** Direction **
Restate every entry word for word.
-- Start --
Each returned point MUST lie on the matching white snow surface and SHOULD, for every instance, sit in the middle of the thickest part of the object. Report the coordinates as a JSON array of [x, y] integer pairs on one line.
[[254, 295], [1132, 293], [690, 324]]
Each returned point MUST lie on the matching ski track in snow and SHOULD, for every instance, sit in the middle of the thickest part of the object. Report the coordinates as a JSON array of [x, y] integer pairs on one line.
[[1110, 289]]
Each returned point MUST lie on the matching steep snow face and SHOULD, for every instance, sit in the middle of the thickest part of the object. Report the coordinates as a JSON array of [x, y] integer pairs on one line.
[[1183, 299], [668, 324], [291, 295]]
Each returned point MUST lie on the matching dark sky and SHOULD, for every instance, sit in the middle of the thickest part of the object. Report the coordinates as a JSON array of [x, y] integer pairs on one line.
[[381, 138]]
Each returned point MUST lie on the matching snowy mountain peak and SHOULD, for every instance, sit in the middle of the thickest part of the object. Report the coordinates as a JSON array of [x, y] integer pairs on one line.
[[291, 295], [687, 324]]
-- End --
** Result **
Each returned point MUST lie on the matching white snow surface and SHOULD, for every instance, sit in the middle of the thickest part of the object. Report the coordinates as a JSON array of [x, y] integer pairs on one line.
[[254, 295], [1132, 293], [690, 324]]
Each returned point MUST lie on the matching ski track in snow and SHOULD, for every instance, sit in the middle of the thickest part of the object. Report the coordinates as a JSON array of [x, y] integer pairs on one line.
[[1110, 289]]
Each returned point MUST lie on the matching steep snow face and SHOULD, for every instance, sit in the middle of the thickest part of the object. Report the coordinates as a JSON array of [x, y] integer pairs on one line.
[[1183, 299], [668, 324], [291, 295]]
Each returned point MUST lie on the matching dark sky and SHOULD, for every instance, sit in the middle of the thickest part of the object. Report the coordinates as a JSON array of [x, y] integer pairs on one line.
[[381, 138]]
Each returned point MUST lie on the matching snowy mountain peak and SHOULD, for every instance, sit in the middle of the thickest part of the object. Report the coordinates as a JSON array of [x, y] integer pairs on one line.
[[291, 295], [687, 324]]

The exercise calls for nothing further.